• **Directive**
Print the lines below exactly as they appear, from the first to the last.

··········

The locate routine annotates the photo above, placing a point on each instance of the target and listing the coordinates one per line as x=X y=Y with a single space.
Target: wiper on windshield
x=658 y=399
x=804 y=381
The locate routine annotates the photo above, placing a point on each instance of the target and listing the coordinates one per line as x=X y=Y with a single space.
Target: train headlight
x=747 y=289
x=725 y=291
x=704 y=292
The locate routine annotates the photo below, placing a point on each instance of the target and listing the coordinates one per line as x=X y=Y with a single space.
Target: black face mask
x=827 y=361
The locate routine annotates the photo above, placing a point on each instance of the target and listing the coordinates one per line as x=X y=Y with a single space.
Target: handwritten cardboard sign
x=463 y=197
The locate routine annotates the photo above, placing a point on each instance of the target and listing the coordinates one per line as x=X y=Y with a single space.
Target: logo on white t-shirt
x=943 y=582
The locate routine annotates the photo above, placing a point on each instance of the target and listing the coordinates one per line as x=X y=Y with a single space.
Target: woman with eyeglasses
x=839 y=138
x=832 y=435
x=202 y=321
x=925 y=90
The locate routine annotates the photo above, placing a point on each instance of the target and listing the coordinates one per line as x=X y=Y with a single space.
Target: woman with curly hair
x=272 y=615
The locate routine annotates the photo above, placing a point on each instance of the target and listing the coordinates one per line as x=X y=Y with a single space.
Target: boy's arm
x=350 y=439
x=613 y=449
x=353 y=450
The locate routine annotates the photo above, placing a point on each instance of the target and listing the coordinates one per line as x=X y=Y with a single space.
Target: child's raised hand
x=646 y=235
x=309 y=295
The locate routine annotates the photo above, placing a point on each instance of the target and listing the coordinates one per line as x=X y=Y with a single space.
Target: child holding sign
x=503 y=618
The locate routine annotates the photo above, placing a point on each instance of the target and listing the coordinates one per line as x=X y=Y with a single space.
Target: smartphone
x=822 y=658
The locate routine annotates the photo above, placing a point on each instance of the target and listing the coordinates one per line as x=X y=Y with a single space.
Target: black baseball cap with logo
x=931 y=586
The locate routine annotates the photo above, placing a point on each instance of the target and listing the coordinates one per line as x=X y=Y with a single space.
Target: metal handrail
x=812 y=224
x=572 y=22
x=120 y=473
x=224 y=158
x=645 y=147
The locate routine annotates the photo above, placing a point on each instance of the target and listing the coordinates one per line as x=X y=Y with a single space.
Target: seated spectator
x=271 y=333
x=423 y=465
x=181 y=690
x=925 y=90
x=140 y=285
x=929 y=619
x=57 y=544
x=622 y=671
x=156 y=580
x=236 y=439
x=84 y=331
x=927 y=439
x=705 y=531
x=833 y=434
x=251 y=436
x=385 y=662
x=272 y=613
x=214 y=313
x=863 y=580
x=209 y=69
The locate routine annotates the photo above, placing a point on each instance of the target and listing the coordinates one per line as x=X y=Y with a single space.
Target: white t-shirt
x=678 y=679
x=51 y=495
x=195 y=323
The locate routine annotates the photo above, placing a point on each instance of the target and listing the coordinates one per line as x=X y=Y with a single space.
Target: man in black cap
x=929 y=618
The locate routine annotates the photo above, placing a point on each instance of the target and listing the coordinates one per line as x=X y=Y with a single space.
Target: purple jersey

··········

• **Final answer**
The locate routine annotates the photo above, placing a point on each instance of the target and listing the coordinates one per line as x=X y=Y with a single space.
Target: wiper on windshield
x=658 y=399
x=804 y=381
The locate routine annotates the photo above, placing a point on each instance of the target and listing the coordinates one per line as x=X y=Y with a single space.
Target: train headlight
x=747 y=289
x=725 y=291
x=704 y=292
The locate routine annotates the photo below, placing a point on each instance of the target and listing the coordinates one per line as x=X y=Y with a single space.
Target: black face mask
x=827 y=361
The locate routine annotates the photo above, placing a point on each instance of the target and listing the coordinates one per line as x=X y=Y with a single space.
Target: handwritten cardboard sign
x=463 y=197
The locate routine annotates the photo above, placing a point on each instance of the target and listing the coordinates one per line as x=X y=Y with a single space.
Target: logo on white t-shirt
x=943 y=582
The locate routine annotates the photo above, placing a point on each instance of the target and listing the coordinates one per line as x=X y=Y with a single space.
Target: woman with eyeglasses
x=839 y=138
x=832 y=435
x=202 y=321
x=925 y=90
The locate routine annotates the photo above, placing a point on each instance of the target and listing the coordinates one per line as x=X y=Y with a single space.
Target: woman with curly hair
x=272 y=615
The locate routine annotates the photo above, placing a point on each instance of the target and listing the coordinates one per line as x=X y=Y with a single space.
Target: boy's arm
x=350 y=439
x=613 y=449
x=353 y=450
The locate routine annotates the photo above, placing a point on each instance of the target and listing the coordinates one per line as x=X y=Y with a single space.
Target: child's raised hand
x=646 y=235
x=309 y=295
The locate routine annotates the photo above, placing a point on each instance of the target and listing the coordinates one per line as x=X y=Y with a single space.
Target: child holding sign
x=503 y=618
The locate routine annotates the photo above, placing a point on each instance of the target and listing the coordinates one per line as x=X y=Y with a single space.
Target: smartphone
x=822 y=658
The locate routine annotates the photo above, placing a point on each instance of the target and listing the coordinates one per line as x=X y=Y with a single space.
Target: black baseball cap with logo
x=931 y=586
The locate routine annotates the photo above, placing a point on each instance of the target and listing the coordinates one per line as x=X y=Y with a single space.
Target: metal handrail
x=812 y=224
x=572 y=22
x=120 y=473
x=224 y=158
x=645 y=147
The locate routine annotates the photo above, placing a point on each instance of the target and listing the coordinates one per line as x=X y=Y with a single space.
Target: seated spectator
x=271 y=333
x=423 y=465
x=181 y=690
x=925 y=90
x=140 y=285
x=929 y=619
x=57 y=544
x=622 y=671
x=156 y=580
x=236 y=439
x=84 y=331
x=927 y=439
x=705 y=531
x=833 y=434
x=251 y=436
x=385 y=662
x=272 y=613
x=214 y=313
x=863 y=580
x=209 y=69
The locate routine annotates the photo above, placing a point on each instance of the target and listing the coordinates one per line as x=X y=Y with a single space.
Target: white t-shirt
x=678 y=679
x=51 y=495
x=195 y=323
The locate routine annotates the photo above, placing a point on each instance of the target and listing the coordinates one per line as x=X y=Y with a single space.
Target: man in black cap
x=929 y=618
The locate routine annotates the photo above, placing a point on each instance of the target and listing the coordinates one per line as x=X y=Y with a single space.
Target: purple jersey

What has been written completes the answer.